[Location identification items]
+-------+

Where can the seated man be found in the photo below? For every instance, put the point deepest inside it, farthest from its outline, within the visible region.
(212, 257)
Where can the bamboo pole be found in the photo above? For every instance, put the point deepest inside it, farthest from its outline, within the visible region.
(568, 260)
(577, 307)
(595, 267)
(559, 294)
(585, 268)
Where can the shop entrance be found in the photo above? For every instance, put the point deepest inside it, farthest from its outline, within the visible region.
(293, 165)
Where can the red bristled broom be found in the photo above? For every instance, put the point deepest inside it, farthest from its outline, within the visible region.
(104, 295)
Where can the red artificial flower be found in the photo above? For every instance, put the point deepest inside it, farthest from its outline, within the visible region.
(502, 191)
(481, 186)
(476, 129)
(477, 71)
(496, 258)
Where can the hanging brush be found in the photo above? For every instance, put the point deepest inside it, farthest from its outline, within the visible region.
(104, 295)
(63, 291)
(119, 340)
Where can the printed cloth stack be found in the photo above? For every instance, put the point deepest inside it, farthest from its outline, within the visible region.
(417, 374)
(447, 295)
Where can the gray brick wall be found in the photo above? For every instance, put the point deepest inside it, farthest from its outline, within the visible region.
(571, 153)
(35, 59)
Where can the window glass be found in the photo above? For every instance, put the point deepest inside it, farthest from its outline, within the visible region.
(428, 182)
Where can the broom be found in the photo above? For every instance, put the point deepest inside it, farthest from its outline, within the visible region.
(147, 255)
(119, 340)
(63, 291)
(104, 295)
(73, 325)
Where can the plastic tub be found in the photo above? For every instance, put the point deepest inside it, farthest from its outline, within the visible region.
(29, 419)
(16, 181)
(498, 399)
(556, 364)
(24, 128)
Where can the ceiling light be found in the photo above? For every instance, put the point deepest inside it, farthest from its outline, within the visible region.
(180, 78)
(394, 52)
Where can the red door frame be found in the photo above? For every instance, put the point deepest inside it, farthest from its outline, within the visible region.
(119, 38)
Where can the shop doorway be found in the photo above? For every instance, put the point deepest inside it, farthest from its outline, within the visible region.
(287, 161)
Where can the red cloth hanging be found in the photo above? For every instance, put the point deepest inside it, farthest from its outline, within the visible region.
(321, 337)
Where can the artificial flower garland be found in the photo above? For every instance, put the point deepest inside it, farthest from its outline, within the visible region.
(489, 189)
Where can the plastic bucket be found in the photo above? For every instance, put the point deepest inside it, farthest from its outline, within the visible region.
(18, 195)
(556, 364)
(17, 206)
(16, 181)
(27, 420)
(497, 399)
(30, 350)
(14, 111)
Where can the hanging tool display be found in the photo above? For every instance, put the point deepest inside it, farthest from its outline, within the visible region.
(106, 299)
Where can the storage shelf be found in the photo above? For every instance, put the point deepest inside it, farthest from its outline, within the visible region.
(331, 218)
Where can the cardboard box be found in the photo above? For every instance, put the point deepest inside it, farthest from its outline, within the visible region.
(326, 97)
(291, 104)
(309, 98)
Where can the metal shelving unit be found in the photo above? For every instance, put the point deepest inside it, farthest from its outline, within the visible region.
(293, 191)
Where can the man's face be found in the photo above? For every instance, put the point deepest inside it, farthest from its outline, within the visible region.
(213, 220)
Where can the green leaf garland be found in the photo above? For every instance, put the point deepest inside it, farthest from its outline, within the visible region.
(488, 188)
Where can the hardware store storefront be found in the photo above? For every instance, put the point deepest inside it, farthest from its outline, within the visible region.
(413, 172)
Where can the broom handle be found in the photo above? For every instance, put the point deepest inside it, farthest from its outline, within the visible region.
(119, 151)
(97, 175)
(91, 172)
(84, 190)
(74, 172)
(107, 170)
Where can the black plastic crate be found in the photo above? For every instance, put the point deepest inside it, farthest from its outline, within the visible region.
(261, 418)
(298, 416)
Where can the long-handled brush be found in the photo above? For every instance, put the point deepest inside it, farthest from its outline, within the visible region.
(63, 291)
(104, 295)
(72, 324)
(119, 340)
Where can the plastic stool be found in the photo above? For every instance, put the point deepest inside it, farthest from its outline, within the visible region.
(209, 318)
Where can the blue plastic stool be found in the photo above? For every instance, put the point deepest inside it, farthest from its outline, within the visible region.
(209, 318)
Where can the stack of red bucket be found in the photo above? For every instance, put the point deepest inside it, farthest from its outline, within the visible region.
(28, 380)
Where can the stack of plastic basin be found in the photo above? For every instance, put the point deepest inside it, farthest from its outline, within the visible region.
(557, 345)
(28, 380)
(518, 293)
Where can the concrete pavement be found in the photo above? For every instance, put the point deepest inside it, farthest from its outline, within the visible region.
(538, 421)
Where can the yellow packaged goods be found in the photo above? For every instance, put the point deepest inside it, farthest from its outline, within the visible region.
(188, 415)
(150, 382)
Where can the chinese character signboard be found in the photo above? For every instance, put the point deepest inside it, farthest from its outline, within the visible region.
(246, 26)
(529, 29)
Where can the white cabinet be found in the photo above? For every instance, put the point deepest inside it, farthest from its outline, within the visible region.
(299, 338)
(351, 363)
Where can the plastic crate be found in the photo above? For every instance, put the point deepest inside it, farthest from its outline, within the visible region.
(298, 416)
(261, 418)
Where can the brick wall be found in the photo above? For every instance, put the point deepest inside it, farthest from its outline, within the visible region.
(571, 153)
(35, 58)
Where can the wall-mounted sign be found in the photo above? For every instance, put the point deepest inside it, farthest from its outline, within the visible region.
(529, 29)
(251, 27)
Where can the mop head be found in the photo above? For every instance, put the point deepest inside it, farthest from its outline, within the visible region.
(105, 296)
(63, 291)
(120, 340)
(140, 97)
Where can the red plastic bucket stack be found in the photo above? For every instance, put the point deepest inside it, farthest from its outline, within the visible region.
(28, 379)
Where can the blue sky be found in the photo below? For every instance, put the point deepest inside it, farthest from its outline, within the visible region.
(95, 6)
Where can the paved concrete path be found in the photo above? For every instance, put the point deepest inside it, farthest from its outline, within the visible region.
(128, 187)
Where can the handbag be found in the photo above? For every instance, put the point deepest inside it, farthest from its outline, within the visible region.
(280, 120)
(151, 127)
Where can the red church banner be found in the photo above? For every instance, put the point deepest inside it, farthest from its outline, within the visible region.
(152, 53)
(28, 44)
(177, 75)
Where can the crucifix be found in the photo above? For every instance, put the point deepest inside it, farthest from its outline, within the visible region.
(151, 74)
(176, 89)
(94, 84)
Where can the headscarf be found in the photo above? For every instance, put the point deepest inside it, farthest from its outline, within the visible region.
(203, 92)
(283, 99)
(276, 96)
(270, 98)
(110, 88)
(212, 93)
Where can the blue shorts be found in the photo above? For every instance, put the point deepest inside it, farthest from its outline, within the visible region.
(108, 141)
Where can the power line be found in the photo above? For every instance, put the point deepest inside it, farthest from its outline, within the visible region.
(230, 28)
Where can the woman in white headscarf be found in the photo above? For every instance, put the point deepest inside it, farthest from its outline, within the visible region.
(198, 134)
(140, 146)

+-------+

- Task directions -
Word for word, restate all of the data shown above.

- Exercise solution -
Where can the seated man be found in the photo below? For every instance, put the point deepest inside it, farthest from its outline, within the visible region.
(212, 257)
Where can the bamboo pole be found in the photo above? For every instance, put the point deepest inside it, farthest from its outline, within the visible region.
(568, 260)
(577, 307)
(595, 267)
(559, 294)
(585, 268)
Where can the shop entrance be found in the photo above? For every instance, put the point deepest inside it, farthest from its outline, within the visible region.
(293, 165)
Where can the red bristled broom be found in the photo above? For every instance, put the point deepest inside it, farthest from its outline, within the visible region.
(104, 295)
Where can the red artificial flower be found in the photo above? For every instance, put the point deepest inside it, farthest from its outline, within the visible region.
(502, 191)
(481, 186)
(476, 129)
(477, 71)
(496, 258)
Where can the hanging brush be found in the photo above? For every instance, put the point deepest inside it, farthest from its outline, within the visible region.
(104, 295)
(63, 291)
(119, 340)
Where can the printed cloth stack be found in the photo above? For every instance, put the point deepest inside it, farthest from its outline, within the visible region.
(417, 374)
(447, 295)
Where can the gray brick wall be found in the photo above? For every instance, put the point deepest inside it, farthest from its outline, within the visible region.
(571, 153)
(35, 59)
Where can the window glass be found in the photo above? For every instance, put the point deepest inside it, farthest from its outline, within the visible region.
(428, 182)
Where can the broom be found in the photo above? For every instance, put the point deepest inside it, farthest from its outline, within the visible region.
(147, 255)
(119, 340)
(63, 291)
(104, 295)
(73, 325)
Where can the plastic tub be found in the photo above? For every instance, put the point deepest inside it, farthest from its outline, within the visible region.
(29, 419)
(16, 181)
(498, 399)
(556, 364)
(24, 128)
Where can the ceiling light be found in the photo above? For every instance, put the point deepest inside it, farthest from its outline, within the visible region.
(180, 78)
(394, 52)
Where can the red door frame be found in the photo above? For every instance, put the point deepest inside it, farthest from its outline, within the visible region.
(119, 38)
Where can the shop doorway be found in the photo above? For every instance, put the point deepest inside it, farthest from its outline, within the visible region.
(287, 161)
Where can the red cloth hanging be found in the photo above? For every instance, put the point deepest inside it, farthest from its outline, within the visible region.
(321, 337)
Where can the artificial flower garland be found in the photo above? For every instance, put the point deepest inside it, farthest from its outline, within the visible region.
(489, 189)
Where can the plastic bucket be found in the photo above? For every instance, put the point deepest inside it, farthest from its outline, within the visible region.
(18, 195)
(556, 364)
(17, 206)
(16, 181)
(27, 420)
(497, 399)
(30, 350)
(14, 111)
Where can the hanging tool display be found in the photo above? For every instance, put the point deepest inside it, farthest from its outline, within the visible region.
(106, 299)
Where can the storage shelf be found in the photo above? For every instance, put the point deepest inside it, farthest from its outline, within the visible region.
(331, 218)
Where can the cardboard box be found in the photo above? For every instance, put the point deepest inside it, farthest from its outline, within the visible region.
(326, 97)
(291, 104)
(309, 98)
Where can the metal shelving unit be found in the photo above? For every instance, put the point deepest inside it, farthest from its outline, within the visible region.
(293, 191)
Where can the man's face be found in the photo above? For every instance, put the point deepest inside it, farthest from its outline, within the visible region.
(213, 220)
Where can the green leaf garland be found in the photo above? For every instance, put the point deepest inside it, farthest from its outline, within the visible region.
(488, 188)
Where can the hardware store storefront be found in the photo above? For every instance, put the point deepest inside it, farthest from its outline, within the visible region.
(413, 172)
Where can the broom handle be found in the photo above? For every instance, put the point deepest inside it, farthest from its outline, within the visible region.
(119, 151)
(97, 175)
(91, 172)
(84, 190)
(74, 172)
(107, 170)
Where can the black plastic crate be found in the photo above? For every instance, put the point deepest inside it, farthest from its outline, within the visible region.
(261, 418)
(298, 416)
Where can the long-handled brush be found in the photo above? For every instance, put the point deepest inside it, farthest from its outline, within the visible region.
(63, 291)
(104, 295)
(72, 324)
(119, 340)
Where can the plastic stool be found in the photo above? For every instance, put the point deepest inside it, farthest from its outline, within the visible region.
(209, 318)
Where can the blue plastic stool be found in the photo above? For every instance, put the point deepest inside it, farthest from its outline, within the visible region.
(209, 318)
Where can the stack of red bucket be found in the photo above? For every instance, put the point deepest inside it, farthest from its outline, within the visible region.
(28, 380)
Where can the stack of plastic basin be found in the photo above? For every instance, put the point deepest inside it, farthest from its outline, within the visible region.
(557, 345)
(28, 380)
(518, 293)
Where can the concrete pavement be found in the photo above? For every instance, put the point deepest inside it, farthest from its outline, within the visible region.
(538, 421)
Where can the yellow packaged goods be found in the photo above? For every instance, put the point deepest inside it, farthest from its outline, within the visible region.
(188, 415)
(150, 382)
Where can the chinese character signboard be found in the photo above? For every instance, put the point deepest inside it, farthest from its outline, within the visible region.
(246, 26)
(529, 29)
Where can the white cabinet be found in the photo above? For every instance, put the point deepest inside it, farthest from its outline, within the visible region.
(299, 338)
(351, 363)
Where can the plastic crate be found in the photo above? For every instance, put the point deepest inside it, farthest from its outline, within the visible region.
(298, 416)
(261, 418)
Where can the brick wall be found in the photo above? For every instance, put the point deepest inside it, farthest from its outline, within the visible region.
(571, 153)
(35, 58)
Where can the wall-mounted sign be found in the photo above? For every instance, put the point deepest inside it, farthest from its outline, within the visible region.
(529, 29)
(251, 27)
Where can the mop head be found in the photo above? For every instance, put the point deepest inside it, farthest from its outline, within the visible region.
(105, 296)
(63, 291)
(120, 340)
(140, 97)
Where can the red plastic bucket stack be found in the photo above? For every instance, put the point deepest inside it, farthest from its outline, within the visible region.
(28, 379)
Where can the blue sky be found in the photo below? For every instance, put the point deepest inside it, farthest from its outline, within the visible region.
(95, 6)
Where can the paved concrete path be found in the photo above? For every instance, put the point deepest inside it, farthest from its outline, within the visible region.
(128, 187)
Where can the handbag be found in the photo above? For every instance, put the point deepest inside it, farthest from its outline, within the visible region.
(280, 120)
(151, 127)
Where can the red church banner be found in the photo above? For every instance, put the point deepest inside it, farthest from its outline, within the visible region.
(152, 53)
(28, 44)
(177, 75)
Where can the crucifix be found in the photo above? For every instance, put the point deepest inside it, farthest from its outline, within the visible region.
(151, 74)
(176, 89)
(94, 84)
Where can the headscarf be found in the photo above? For every instance, put the point deepest inside it, farthest from its outline, within the visible region.
(203, 92)
(283, 99)
(276, 96)
(270, 98)
(110, 88)
(212, 93)
Where can the blue shorts be found in the photo above? For every instance, put the point deepest inside it, farthest from its outline, within the visible region.
(108, 141)
Where can the power line be found in the photo above? For every instance, put the point deepest inside it, farthest from its outline, within the visible region.
(230, 28)
Where can the woman in white headscarf be found in the photo above? For every instance, put the point deepest inside it, farthest from its outline, within the visible region.
(198, 134)
(140, 146)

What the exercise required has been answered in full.